### TEXT BLOCK
╭──
Strictly speaking, that statement is at least partially false. New Yorkers are smart enough not to root for the Cubs, for example, so at least their anti-masochist synapses are firing. The real issue is that you can’t tell who really is insane anymore. It used to be easy: people talking to invisible pan-dimensional beings and hyperintelligent shades of blue were insane, and most everyone else not actively murdering people was basically okay. Nowadays, though, the people in the business suits have cell phones, and these cell phones have miniscule ear-mounted mic/earphone combos, so you are greeted with, for example, the sharp woman in a $1000 business suit I saw this morning who was having a lively conversation with a rather bored parking meter. This is a common enough experience that most New Yorkers try to get used to it by consuming copious amounts of sissified alcoholic beverages with names like “the Orange Sunrise Flamingo,” which is about 9 parts orange juice to 1 part Bacardi Citron served with a full-size umbrella for $15 plus tax, which comes to $28. The semblance of insanity therefore is the norm in New York.

The assumption that everyone is insane has lots of perks, but the one I want to focus on today is that no one cares how you dress. This concept isn’t hard to understand: when everyone’s insane, it’s impossible to go wrong. Simple.

This can work to your advantage in the extreme. The Marymount, in addition to busting people for having parties, going to the roof, letting guests exit the building without escort, walking too quickly, going to the bathroom too noisily, and using the garbage chute to dispose of mobsters without first asking permission, also has the largest single collection of broken washing machines and dryers in the greater New York area. Last night, I had to do laundry, so I thought, hey, I’ll do the laundry. (I can be very impulsive sometimes.) I started at 11 PM, so I should have been done by 12:30 AM and finished sorting by 1 AM.

Sadly, the icicle of reality cooled off my expectations like a very large piece of ice being put next to something warm. First, a washer malfunctioned, simply filling up and then draining without that whole pesky spin-and-tumble thing. The next washer I used, in addition to having the no spin thing, also decided that draining was clearly for pansies, leaving me with a pile of dirty wet clothes and drenching what I was actually wearing. The annoying thing is that even when you realize the washers are malfunctioning, you cannot do anything; the door locks once the cycle starts, since these are side-loading washers, so even if your realize 5 minutes after you start that something is wrong, you have to wait it out.
╰──
### MATERIAL SHOWN
╭──
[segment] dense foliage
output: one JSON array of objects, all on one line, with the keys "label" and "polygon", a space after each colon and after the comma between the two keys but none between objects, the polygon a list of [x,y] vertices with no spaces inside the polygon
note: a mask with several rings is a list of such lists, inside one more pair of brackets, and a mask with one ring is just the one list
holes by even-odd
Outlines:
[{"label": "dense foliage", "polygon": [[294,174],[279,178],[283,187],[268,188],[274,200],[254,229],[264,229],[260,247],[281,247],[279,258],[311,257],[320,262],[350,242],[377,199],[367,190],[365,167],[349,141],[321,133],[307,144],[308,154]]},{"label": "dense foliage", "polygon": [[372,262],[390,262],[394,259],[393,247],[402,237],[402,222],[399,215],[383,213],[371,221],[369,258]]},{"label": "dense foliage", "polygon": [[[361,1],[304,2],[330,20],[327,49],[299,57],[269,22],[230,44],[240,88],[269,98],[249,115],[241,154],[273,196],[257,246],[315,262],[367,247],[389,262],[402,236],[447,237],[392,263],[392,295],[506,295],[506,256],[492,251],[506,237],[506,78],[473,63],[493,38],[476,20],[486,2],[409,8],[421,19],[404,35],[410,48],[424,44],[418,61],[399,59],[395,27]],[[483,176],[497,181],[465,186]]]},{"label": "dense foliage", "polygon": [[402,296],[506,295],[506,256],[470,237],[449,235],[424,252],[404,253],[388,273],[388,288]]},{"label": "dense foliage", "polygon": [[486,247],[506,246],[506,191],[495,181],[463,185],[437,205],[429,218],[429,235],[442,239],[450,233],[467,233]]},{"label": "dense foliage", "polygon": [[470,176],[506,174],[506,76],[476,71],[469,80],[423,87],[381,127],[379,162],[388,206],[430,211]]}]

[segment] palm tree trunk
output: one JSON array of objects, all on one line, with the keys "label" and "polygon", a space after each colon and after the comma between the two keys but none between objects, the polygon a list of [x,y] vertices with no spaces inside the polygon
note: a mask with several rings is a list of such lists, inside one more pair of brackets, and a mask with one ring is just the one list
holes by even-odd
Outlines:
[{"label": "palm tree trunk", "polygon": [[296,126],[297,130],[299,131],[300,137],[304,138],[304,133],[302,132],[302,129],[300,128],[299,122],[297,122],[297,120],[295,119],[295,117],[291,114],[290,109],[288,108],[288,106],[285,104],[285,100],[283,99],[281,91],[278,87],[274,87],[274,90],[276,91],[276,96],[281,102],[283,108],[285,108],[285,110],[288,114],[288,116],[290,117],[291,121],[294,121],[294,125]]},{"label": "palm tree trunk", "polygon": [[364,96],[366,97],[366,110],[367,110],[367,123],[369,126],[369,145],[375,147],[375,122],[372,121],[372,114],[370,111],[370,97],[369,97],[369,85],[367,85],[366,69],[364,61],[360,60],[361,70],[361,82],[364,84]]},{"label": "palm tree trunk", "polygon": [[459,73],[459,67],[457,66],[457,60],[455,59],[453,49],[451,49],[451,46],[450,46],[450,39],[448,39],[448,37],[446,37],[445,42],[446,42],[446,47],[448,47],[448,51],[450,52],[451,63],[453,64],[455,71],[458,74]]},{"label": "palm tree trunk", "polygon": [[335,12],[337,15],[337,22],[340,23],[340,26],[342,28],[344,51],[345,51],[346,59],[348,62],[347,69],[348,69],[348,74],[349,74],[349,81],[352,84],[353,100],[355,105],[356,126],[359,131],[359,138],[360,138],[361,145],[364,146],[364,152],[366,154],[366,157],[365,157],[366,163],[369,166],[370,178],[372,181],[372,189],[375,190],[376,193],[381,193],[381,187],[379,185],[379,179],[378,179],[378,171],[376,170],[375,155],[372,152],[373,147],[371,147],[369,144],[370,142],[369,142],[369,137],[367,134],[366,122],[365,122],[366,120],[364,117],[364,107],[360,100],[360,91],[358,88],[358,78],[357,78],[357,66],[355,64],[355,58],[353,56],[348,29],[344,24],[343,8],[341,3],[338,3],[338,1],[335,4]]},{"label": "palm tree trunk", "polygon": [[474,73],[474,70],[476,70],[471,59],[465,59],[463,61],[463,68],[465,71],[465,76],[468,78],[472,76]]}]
╰──
### TASK SET
A - In the New York laundry text, what time did the writer start doing laundry?
B - Pick up the New York laundry text after its last sentence and keep going.
The rows have nothing to do with what is asked here.

### TASK-BY-TASK OUTPUTS
A - 11 PM.

B -
Ninety minutes of broken washers later, a machine that I knew worked had freed up, so I transferred my clothes to that. By that point, though, I was out of money on my laundry card, and the machine that lets you add money only takes 5s, when all I had were 1s and 20s. I went to the corner grocery and bought $4 worth of groceries (a Plen-T-Pack of Doublemint gum and an ice cream sandwich) (people outside New York are going to think that that’s a joke, so I want to emphasize that a Plen-T-Pack at a corner grocery costs $1.25, the sandwich was $2.50, and tax is about 10%, so this is not hyperbole) to break a $20, then went back and finally got my clothes washed.

If that had been the end of it, I’d have been angry, but relatively calm. My troubles, however, weren’t yet over. As you probably have guessed, the first dryer I used malfunctioned. What really irked me was that it was very coy about how it malfunctioned: it heated up for the first 5 minutes, when I was standing there watching intently for any sign of deviance, and then as near as I can tell simply stopped running entirely almost as soon as I left. Fortunately, I discovered that it had failed after only about 40 minutes, not the whole hour, but I still had to throw them in another dryer and try again.

To shorten this already very long story, I actually finished everything at maybe 3 AM and got to bed by 4. That would not have been an issue, except that I got up at 7:45 so that I could meet my sister to ship a bunch of our stuff back home since summer’s ending.

How does all that relate to weird clothing? Because I was very, very, very tired when I got up, so I put on my shirt inside-out with the collar half flipped up European-style and half actually tucked under the rim of my shirt, and somehow failed to notice. I looked completely idiotic.

Here’s the really fun thing, though: no one said anything to me. Not only that, but despite the fact that I seemed to have the intelligence of a rather specially enabled jar of marmalade, the man at the UPS store was very kind and treated me like a normal human customer. Anywhere else in the country, one of the following two discussions would have taken place:

 

Possible Conversation 1

UPS Man: Sir, not to bother you, but your shirt is on inside-out.

Me: Oh, thanks. Sorry; I’m really tired today.

UPS Man: Yeah, no problem, I’ve had days like that too.

 

Possible Conversation 2

UPS Man: Your shirt’s inside-out.

Me: That is because I am demonstrating that I go against the grain of society, using my clothing to symbolize the inversion of social mores and my establishment of my own ethos.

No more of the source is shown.